[start of SUPPLIED RECORDS]

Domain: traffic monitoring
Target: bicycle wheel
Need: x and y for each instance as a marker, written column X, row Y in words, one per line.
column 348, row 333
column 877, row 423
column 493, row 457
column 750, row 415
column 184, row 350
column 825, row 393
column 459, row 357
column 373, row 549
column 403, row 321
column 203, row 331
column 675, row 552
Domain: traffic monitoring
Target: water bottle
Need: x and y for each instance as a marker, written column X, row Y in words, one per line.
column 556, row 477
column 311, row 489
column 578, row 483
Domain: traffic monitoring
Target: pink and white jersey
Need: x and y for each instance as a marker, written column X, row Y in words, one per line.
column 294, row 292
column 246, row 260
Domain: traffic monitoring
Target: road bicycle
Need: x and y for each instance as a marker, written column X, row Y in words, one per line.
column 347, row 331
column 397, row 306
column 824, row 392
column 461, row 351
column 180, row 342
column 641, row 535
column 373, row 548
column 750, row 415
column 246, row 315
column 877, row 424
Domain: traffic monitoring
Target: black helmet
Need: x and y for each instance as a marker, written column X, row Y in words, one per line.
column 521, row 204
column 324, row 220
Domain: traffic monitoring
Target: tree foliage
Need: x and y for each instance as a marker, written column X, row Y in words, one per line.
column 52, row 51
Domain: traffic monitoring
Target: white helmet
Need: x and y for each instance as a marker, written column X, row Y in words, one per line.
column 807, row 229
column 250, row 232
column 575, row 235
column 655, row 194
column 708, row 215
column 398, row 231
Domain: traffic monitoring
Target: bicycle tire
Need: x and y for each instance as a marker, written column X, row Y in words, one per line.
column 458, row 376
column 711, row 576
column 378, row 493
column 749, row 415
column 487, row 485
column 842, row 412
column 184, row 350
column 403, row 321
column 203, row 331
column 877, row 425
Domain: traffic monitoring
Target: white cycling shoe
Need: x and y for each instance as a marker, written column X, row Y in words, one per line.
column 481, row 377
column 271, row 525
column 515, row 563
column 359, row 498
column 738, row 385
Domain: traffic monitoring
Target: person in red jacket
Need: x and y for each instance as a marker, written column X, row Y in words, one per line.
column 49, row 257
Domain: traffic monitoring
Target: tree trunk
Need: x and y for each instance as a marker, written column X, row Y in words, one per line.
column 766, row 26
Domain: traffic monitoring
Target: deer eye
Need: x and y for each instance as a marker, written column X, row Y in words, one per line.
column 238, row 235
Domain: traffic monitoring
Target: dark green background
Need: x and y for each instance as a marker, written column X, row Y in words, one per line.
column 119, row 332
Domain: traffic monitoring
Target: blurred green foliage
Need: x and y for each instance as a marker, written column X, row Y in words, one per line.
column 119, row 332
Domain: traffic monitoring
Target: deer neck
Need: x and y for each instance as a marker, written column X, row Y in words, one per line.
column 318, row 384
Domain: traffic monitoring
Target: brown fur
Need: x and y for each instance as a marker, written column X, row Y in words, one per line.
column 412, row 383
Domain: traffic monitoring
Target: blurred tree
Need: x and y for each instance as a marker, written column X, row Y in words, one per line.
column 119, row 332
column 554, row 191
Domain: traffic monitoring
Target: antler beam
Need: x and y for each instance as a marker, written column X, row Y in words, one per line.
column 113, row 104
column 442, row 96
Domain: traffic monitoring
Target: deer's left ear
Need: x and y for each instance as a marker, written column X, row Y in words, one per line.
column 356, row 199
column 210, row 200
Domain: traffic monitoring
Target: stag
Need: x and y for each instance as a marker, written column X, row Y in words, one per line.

[end of SUPPLIED RECORDS]

◆ WHAT THIS TASK INVOLVES
Give these lines as a JSON list of strings, one string per line, leaving out any blank lines.

◆ WRITTEN RESPONSE
[
  "Domain: traffic monitoring",
  "Target: bicycle wheel",
  "Need: x and y for each instance as a marker, written column X, row Y in words, one per line.",
  "column 348, row 333",
  "column 877, row 423",
  "column 493, row 457",
  "column 750, row 415",
  "column 184, row 350",
  "column 825, row 393",
  "column 459, row 357",
  "column 373, row 549",
  "column 403, row 321",
  "column 203, row 331",
  "column 675, row 552",
  "Domain: traffic monitoring",
  "Target: water bottle",
  "Need: x and y for each instance as a marker, written column X, row Y in words, one per line.",
  "column 556, row 477",
  "column 311, row 489",
  "column 578, row 483",
  "Domain: traffic monitoring",
  "Target: pink and white jersey",
  "Need: x and y for each instance as a marker, written column X, row Y in words, one per line.",
  "column 294, row 292",
  "column 246, row 260",
  "Domain: traffic monitoring",
  "Target: road bicycle",
  "Need: x and y for each instance as a marker, written column X, row Y in words, one per line.",
  "column 347, row 331",
  "column 397, row 306",
  "column 824, row 392",
  "column 461, row 351",
  "column 180, row 342",
  "column 641, row 535",
  "column 373, row 548",
  "column 750, row 415",
  "column 246, row 315",
  "column 877, row 424",
  "Domain: traffic monitoring",
  "Target: black helmet",
  "Need: x and y for each instance as a marker, written column X, row Y in words, one per line.",
  "column 521, row 204",
  "column 324, row 220",
  "Domain: traffic monitoring",
  "Target: tree foliage",
  "Need: x and y for each instance as a marker, written column X, row Y in words, one per line.",
  "column 52, row 51",
  "Domain: traffic monitoring",
  "Target: white helmet",
  "Need: x and y for each instance as a marker, written column X, row Y in words, one per line.",
  "column 807, row 229",
  "column 250, row 232",
  "column 575, row 235",
  "column 655, row 194",
  "column 708, row 215",
  "column 398, row 231",
  "Domain: traffic monitoring",
  "Target: bicycle tire",
  "Need: x and y for each instance as a marker, written column X, row Y in words, one per line.",
  "column 458, row 376",
  "column 711, row 576",
  "column 378, row 493",
  "column 749, row 415",
  "column 487, row 485",
  "column 842, row 412",
  "column 184, row 350",
  "column 403, row 321",
  "column 203, row 331",
  "column 877, row 425",
  "Domain: traffic monitoring",
  "Target: white cycling shoe",
  "Need: x and y for each instance as a marker, written column X, row Y in words, one per line.",
  "column 481, row 377",
  "column 271, row 525",
  "column 515, row 563",
  "column 359, row 498",
  "column 738, row 385",
  "Domain: traffic monitoring",
  "Target: person in red jacket",
  "Need: x and y for each instance as a marker, written column X, row Y in words, one per line.",
  "column 49, row 257",
  "Domain: traffic monitoring",
  "Target: tree trunk",
  "Need: x and y for each instance as a marker, written column X, row Y in words, one per line.",
  "column 766, row 26",
  "Domain: traffic monitoring",
  "Target: deer eye",
  "Need: x and y for each instance as a marker, written column X, row Y in words, one per line.",
  "column 238, row 235",
  "Domain: traffic monitoring",
  "Target: dark green background",
  "Need: x and y for each instance as a marker, written column X, row Y in words, one per line.",
  "column 119, row 332",
  "Domain: traffic monitoring",
  "Target: blurred green foliage",
  "Need: x and y for each instance as a marker, written column X, row Y in words, one per line.",
  "column 119, row 332",
  "Domain: traffic monitoring",
  "Target: deer neck",
  "Need: x and y for each instance as a marker, written column X, row Y in words, one per line.",
  "column 318, row 384",
  "Domain: traffic monitoring",
  "Target: brown fur",
  "Need: x and y for each instance as a marker, written column X, row Y in words, one per line.",
  "column 412, row 383",
  "Domain: traffic monitoring",
  "Target: blurred tree",
  "Need: x and y for each instance as a marker, written column X, row Y in words, one per line.",
  "column 119, row 332",
  "column 554, row 191",
  "Domain: traffic monitoring",
  "Target: antler beam",
  "Need: x and y for each instance as a marker, written column X, row Y in words, one per line.",
  "column 113, row 104",
  "column 442, row 96",
  "Domain: traffic monitoring",
  "Target: deer's left ear",
  "Need: x and y for each instance as a marker, written column X, row Y in words, one per line.",
  "column 356, row 199",
  "column 210, row 200",
  "Domain: traffic monitoring",
  "Target: stag",
  "Need: x and y for each instance as a marker, written column X, row Y in words, one per line."
]